## Data provided:
■ ■ ■ ■
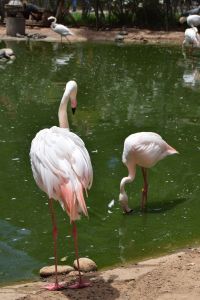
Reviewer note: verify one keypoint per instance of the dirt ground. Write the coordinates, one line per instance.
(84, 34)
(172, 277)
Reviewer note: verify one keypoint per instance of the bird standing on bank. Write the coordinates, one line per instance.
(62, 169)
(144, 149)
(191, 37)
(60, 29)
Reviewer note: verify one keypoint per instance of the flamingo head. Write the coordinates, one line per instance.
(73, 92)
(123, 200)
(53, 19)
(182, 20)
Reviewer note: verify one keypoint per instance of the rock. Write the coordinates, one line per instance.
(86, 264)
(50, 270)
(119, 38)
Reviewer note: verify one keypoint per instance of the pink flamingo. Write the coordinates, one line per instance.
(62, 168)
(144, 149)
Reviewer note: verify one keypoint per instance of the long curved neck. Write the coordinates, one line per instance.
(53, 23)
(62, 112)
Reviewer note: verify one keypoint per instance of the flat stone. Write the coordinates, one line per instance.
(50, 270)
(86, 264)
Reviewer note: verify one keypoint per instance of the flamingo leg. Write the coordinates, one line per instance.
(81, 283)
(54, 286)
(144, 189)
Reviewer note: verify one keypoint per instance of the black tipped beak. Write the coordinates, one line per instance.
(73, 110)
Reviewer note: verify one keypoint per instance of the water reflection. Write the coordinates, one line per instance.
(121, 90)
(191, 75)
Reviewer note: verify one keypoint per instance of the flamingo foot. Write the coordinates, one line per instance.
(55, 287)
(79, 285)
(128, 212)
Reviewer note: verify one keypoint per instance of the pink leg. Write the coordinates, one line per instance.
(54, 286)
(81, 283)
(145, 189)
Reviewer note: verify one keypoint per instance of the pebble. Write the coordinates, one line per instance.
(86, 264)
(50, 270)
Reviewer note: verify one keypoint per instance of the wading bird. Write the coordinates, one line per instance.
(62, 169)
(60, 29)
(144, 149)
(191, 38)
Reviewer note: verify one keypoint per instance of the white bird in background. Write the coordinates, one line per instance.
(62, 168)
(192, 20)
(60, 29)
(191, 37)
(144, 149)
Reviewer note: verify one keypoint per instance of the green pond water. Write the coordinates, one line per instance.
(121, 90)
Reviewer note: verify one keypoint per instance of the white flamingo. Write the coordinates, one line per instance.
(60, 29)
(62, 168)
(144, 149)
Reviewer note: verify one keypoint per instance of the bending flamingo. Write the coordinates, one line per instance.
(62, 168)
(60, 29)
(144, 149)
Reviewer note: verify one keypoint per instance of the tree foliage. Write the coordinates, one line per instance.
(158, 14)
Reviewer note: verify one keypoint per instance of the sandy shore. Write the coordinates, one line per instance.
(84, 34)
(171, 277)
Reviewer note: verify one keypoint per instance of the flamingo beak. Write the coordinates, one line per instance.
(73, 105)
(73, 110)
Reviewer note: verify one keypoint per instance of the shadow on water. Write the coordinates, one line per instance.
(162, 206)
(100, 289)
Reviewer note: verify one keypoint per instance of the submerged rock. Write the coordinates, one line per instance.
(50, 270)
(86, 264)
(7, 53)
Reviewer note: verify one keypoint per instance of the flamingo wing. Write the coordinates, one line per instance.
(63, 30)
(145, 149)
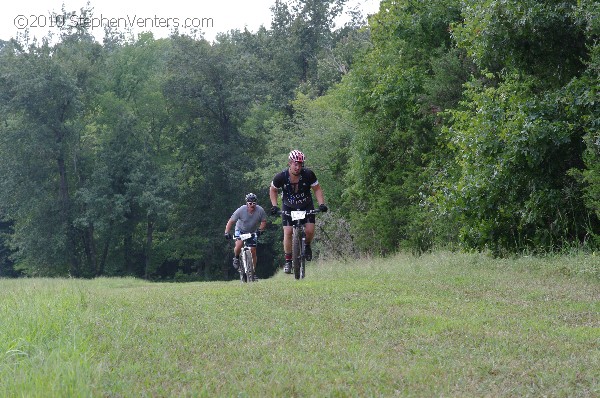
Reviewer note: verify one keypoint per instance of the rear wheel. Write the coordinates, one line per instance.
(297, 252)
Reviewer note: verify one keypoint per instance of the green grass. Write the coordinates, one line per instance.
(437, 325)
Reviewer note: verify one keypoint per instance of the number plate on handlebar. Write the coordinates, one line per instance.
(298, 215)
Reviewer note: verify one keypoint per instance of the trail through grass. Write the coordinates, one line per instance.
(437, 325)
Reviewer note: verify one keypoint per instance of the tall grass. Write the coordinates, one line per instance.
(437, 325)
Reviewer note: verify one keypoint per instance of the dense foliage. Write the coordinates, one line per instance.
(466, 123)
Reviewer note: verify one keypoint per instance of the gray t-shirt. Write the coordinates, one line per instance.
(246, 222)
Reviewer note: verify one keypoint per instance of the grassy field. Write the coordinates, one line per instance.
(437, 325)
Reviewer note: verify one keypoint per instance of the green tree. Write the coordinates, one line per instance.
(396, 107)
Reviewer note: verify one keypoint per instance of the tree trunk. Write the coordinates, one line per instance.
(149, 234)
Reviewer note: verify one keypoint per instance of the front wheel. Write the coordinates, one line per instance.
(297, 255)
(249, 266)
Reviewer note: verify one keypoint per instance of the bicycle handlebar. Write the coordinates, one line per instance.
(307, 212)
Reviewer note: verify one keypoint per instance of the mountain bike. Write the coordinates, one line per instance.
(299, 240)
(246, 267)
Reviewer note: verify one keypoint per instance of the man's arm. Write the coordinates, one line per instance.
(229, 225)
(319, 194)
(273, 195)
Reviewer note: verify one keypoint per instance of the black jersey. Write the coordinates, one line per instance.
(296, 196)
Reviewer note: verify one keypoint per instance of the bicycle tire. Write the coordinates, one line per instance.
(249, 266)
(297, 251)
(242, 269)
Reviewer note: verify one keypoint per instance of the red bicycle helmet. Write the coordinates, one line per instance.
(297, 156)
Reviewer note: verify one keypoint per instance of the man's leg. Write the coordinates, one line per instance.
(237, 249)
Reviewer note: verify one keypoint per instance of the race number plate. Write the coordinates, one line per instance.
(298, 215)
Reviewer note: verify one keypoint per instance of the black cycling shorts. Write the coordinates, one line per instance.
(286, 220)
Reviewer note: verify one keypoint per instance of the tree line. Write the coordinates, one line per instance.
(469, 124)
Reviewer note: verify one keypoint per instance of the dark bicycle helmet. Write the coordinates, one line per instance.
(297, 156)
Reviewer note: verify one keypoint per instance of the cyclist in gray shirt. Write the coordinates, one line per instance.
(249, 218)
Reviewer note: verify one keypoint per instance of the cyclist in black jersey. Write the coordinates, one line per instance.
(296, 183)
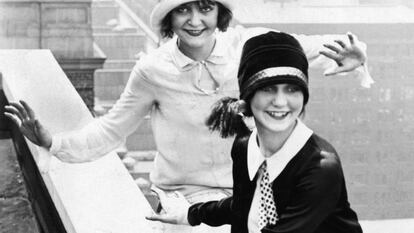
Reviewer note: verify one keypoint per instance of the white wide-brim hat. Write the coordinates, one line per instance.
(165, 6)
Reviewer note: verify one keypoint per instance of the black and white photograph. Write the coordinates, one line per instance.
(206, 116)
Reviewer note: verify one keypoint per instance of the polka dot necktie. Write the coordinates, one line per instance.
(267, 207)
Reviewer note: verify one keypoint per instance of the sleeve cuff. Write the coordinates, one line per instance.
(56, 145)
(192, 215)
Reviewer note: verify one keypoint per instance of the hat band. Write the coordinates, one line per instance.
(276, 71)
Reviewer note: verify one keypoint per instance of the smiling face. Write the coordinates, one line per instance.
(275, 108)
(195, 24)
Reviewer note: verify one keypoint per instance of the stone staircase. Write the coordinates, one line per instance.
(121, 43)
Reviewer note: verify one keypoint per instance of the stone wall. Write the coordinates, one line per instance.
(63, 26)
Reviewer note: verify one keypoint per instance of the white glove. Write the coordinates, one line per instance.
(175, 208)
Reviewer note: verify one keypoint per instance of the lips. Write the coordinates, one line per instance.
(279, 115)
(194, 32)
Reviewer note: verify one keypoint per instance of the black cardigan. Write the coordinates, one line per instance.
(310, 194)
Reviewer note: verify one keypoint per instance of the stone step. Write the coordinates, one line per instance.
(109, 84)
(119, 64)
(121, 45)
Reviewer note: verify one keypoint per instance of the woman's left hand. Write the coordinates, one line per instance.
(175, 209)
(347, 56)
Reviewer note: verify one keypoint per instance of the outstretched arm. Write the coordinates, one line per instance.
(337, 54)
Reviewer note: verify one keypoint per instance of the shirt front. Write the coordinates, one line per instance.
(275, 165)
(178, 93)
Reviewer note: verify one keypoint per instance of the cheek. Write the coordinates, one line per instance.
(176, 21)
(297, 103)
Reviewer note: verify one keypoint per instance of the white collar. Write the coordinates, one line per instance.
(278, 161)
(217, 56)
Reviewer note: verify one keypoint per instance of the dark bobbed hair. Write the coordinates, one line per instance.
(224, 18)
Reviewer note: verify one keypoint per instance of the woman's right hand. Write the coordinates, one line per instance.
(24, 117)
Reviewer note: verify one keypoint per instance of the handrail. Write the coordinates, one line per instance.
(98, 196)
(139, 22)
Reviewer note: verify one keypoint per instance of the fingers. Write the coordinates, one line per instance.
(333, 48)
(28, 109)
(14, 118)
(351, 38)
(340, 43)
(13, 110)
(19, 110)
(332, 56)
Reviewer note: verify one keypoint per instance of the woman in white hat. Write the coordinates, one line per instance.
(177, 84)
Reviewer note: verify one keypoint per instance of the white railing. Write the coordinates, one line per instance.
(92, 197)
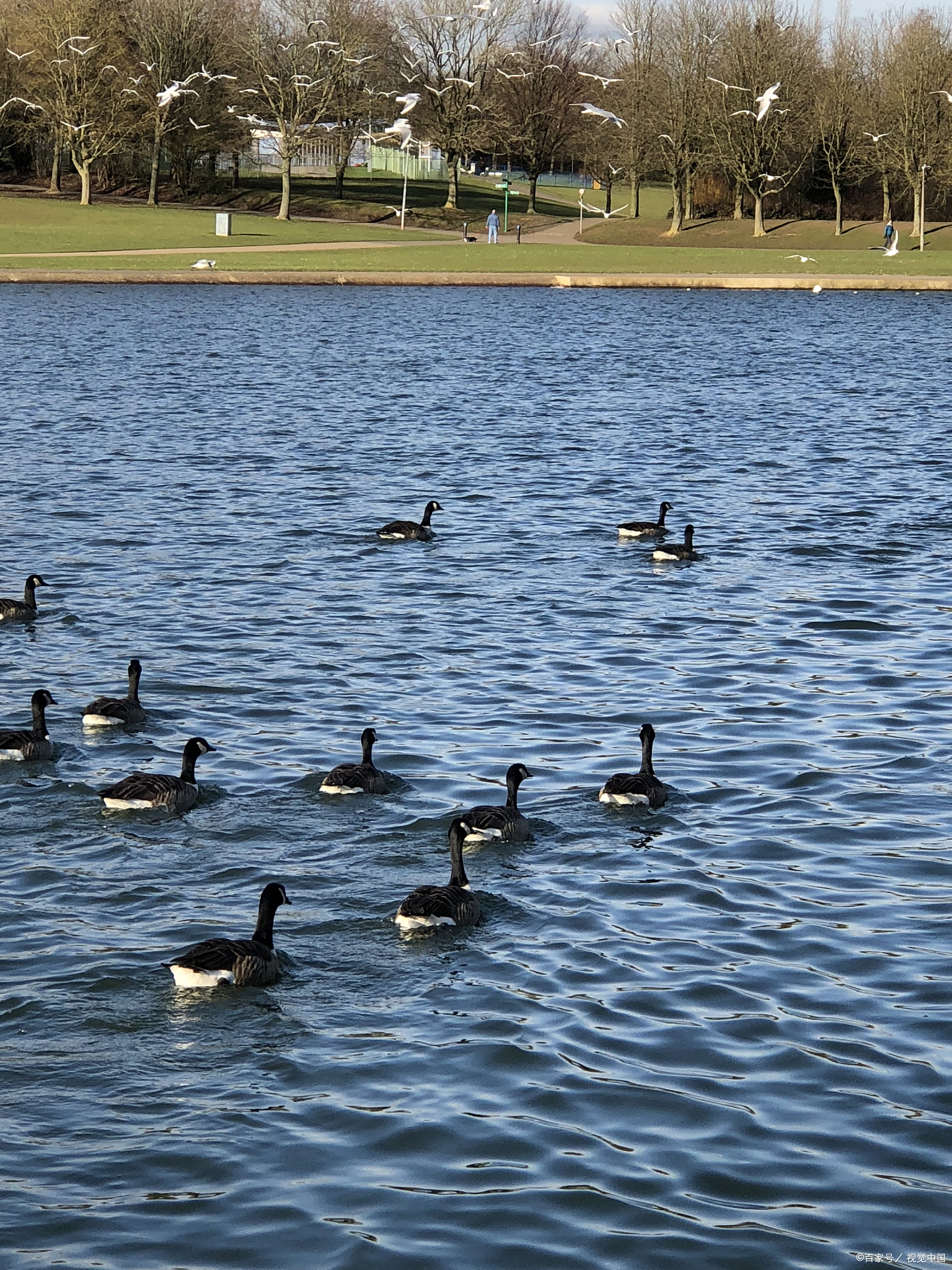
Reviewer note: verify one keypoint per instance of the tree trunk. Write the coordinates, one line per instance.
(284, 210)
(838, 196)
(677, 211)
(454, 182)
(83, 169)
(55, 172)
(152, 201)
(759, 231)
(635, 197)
■ ■ ■ ■
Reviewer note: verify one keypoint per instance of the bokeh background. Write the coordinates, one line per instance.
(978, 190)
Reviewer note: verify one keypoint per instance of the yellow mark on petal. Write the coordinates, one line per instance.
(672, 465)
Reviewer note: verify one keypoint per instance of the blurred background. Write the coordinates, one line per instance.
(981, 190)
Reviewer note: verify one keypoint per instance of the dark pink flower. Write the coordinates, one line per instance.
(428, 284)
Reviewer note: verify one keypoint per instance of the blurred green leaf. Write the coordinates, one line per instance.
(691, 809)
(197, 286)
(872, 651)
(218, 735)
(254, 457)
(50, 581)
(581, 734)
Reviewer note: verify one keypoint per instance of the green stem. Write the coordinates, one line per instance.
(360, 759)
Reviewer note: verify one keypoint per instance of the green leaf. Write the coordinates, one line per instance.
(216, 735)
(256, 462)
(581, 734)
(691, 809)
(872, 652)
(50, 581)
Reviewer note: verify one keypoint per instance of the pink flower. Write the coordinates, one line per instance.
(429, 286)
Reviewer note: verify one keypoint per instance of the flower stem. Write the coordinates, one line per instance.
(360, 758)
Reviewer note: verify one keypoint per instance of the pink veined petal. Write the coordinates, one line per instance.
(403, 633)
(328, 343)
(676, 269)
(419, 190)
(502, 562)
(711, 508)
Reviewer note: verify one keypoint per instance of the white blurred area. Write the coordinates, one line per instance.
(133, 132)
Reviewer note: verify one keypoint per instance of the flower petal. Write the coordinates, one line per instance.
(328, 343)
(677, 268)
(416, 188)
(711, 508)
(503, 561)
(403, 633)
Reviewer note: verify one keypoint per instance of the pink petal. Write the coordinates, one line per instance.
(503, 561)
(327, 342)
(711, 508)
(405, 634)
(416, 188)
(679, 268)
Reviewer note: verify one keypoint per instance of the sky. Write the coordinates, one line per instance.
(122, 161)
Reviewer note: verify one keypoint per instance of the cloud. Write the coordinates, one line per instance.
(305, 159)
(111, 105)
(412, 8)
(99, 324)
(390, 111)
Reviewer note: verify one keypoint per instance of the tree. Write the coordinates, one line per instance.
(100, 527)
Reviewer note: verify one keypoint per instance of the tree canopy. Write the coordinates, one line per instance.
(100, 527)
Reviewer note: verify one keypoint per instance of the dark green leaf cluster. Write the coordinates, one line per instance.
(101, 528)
■ ■ ■ ■
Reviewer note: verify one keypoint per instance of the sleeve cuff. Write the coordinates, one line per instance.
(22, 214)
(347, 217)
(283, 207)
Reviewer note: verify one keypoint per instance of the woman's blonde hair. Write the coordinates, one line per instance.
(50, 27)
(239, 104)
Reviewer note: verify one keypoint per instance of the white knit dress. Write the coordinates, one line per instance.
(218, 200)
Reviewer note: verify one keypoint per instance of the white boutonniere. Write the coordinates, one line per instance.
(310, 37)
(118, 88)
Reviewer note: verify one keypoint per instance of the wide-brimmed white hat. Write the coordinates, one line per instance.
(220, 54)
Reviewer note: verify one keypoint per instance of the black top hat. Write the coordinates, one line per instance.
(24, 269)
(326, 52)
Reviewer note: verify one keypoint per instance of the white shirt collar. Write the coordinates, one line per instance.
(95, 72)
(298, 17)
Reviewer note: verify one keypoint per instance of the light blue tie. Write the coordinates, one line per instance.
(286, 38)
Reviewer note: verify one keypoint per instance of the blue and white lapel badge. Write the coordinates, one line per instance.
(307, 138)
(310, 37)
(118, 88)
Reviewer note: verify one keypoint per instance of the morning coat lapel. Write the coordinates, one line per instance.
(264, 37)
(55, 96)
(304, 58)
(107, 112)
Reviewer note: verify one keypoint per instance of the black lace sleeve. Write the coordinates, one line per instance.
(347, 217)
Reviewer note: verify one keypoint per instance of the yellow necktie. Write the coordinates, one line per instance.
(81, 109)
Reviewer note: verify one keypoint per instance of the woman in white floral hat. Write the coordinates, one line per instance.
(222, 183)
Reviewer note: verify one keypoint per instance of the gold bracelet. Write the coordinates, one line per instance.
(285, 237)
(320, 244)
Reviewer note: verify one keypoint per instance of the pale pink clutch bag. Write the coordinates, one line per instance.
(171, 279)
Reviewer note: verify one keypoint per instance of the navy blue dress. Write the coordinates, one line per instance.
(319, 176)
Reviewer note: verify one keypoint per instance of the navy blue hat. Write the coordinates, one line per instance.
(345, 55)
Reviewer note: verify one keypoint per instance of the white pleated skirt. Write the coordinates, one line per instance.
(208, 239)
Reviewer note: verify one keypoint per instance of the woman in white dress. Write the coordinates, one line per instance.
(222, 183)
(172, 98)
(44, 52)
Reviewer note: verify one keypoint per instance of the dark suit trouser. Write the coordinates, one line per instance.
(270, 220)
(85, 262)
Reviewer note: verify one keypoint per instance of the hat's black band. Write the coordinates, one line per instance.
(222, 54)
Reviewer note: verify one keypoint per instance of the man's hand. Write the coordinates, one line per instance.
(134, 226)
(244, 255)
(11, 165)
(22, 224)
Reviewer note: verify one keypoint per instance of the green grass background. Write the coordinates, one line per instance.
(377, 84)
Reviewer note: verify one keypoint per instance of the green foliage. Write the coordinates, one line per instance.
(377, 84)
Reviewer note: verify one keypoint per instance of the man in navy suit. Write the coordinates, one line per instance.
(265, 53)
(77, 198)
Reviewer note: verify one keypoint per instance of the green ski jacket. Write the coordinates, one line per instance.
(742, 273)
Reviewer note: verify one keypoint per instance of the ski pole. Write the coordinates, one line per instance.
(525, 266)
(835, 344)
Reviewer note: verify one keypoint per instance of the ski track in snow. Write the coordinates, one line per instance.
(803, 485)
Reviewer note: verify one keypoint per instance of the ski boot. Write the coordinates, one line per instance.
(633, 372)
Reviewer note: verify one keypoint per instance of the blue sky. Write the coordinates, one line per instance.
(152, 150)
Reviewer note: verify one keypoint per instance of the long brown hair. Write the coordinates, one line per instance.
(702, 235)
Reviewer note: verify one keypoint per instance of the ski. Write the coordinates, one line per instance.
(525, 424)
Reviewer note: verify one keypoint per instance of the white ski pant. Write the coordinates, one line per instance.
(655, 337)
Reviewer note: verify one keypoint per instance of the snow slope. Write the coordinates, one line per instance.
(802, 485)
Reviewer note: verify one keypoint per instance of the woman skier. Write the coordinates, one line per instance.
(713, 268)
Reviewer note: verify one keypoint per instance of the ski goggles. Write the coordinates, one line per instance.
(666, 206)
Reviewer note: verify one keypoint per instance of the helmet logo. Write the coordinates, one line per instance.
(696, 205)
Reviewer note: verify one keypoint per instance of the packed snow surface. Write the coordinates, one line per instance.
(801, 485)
■ ■ ■ ■
## Written request:
Show each line in the records above that contains the word "handlebar", matching uppercase and lowercase letters.

## Solved exercise:
Reviewer note: verify one keypoint per instance of the number plate on handlebar. Write the coordinates, one line per instance.
Reviewer note: verify one keypoint per instance of the bicycle handlebar. Write the coordinates, one line per instance.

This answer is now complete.